4By decision dated April 29, 1998, the Board (differently constituted in part) directed that a representation vote be held in the ICI sector bargaining unit. The vote was held on May 1, 1998 as directed by the Board. Because of the issues raised by the UA, the ballots which were cast have been segregated and the ballot box has been sealed.
5A hearing was held with respect to this application on September 8 and 9, 1998.
6Relying on the April Waterproofing Limited, [1980] OLRB Rep. Nov. 1577 line of cases, the UA asserts that neither the applicant nor either of the other two persons who voted were employees in the bargaining unit for purposes of a termination application, and that this application should therefore be dismissed. More specifically, the UA asserts that the applicant Petrushevski, Adrian Torti and Silvio Grande are not, and were not at any material time, members of the applicant, and that they were not employed by Marsil in accordance with the UA Provincial Agreement at the time the application was made. (Initially, the UA also asserted that Silvio Grande was not an "employee" for purposes of this application because he exercised managerial responsibilities, but it quite rightly withdrew this assertion in the course of the hearing.)
7The Labour Relations Act has been much amended since the Board's decision in April Waterproofing Limited, supra. In our view, none of the amendments affect the validity of the April Waterproofing principle properly applied.
8The root of the April Waterproofing principle lies in the nature of employment, and trade union representation of employees, in the construction industry. In that respect, the Board in April Waterproofing (which was a displacement application for certification) observed that:
- Employment patterns in the construction industry differ from those in most other industries. One major difference is that the manpower requirements of most construction firms fluctuate greatly over relatively short periods of time. Not only do different projects require different size work forces, but frequently the number of tradesmen required on any particular project will vary depending on the stage of development of the project. Employment levels also vary because of cyclical and seasonal fluctuations in construction activity. For their part, most construction tradesmen are required to work for a succession of different employers. These factors have resulted in the negotiation of collective agreement terms which are unique to the construction industry. This fact is recognized in the following excerpt from the judgment of the Ontario Court of Appeal in Re Blouin Drywall Contractors Ltd. and United Brotherhood of Carpenters and Joiners of America, Local 2486, (1975), 1975 CanLII 707 (ON CA), 8 OR. (2d) 103 at p. 112:
In this industry, there is no continuing employment and so collective agreements have developed to ensure a source of labour to the contractor, to provide for preference in the employment of trade union members and, while establishing the terms and conditions of such employment, to provide other benefits which may become due or payable at a time when the union member is not employed.

**Dataset records:**
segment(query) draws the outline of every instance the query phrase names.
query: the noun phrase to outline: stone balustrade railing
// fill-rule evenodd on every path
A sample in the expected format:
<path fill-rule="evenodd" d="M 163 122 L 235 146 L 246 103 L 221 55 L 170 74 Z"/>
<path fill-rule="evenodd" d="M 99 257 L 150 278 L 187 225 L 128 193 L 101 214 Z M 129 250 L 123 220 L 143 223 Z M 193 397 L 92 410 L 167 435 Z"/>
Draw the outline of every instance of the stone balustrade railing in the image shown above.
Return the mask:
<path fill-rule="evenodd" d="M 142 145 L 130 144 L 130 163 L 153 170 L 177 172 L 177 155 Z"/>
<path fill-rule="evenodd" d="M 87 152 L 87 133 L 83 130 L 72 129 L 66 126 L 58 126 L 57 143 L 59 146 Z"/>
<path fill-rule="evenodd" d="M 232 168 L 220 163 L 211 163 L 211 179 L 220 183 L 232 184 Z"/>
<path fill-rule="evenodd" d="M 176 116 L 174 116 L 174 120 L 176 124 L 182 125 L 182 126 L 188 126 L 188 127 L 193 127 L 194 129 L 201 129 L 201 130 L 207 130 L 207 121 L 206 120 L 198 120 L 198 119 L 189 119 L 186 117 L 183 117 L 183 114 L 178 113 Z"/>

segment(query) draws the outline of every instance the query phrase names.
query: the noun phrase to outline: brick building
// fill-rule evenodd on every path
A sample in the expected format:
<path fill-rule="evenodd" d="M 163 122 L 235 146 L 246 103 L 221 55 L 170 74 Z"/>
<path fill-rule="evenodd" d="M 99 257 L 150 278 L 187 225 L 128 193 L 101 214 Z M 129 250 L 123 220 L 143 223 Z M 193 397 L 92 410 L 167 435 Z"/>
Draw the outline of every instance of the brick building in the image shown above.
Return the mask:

**Directives:**
1. Print the part of the labor board ruling starting at "4By decision dated" and ending at "has been sealed.".
2. Answer these questions from the labor board ruling:
(a) On what date was the representation vote held?
(b) On which dates was the hearing on the application held?
(c) What assertion about Silvio Grande did the UA withdraw during the hearing?
The listing has no connection to the labor board ruling.

**Response list:**
1.
4By decision dated April 29, 1998, the Board (differently constituted in part) directed that a representation vote be held in the ICI sector bargaining unit. The vote was held on May 1, 1998 as directed by the Board. Because of the issues raised by the UA, the ballots which were cast have been segregated and the ballot box has been sealed.

2.
(a) May 1, 1998
(b) September 8 and 9, 1998
(c) That he was not an "employee" for purposes of the application because he exercised managerial responsibilities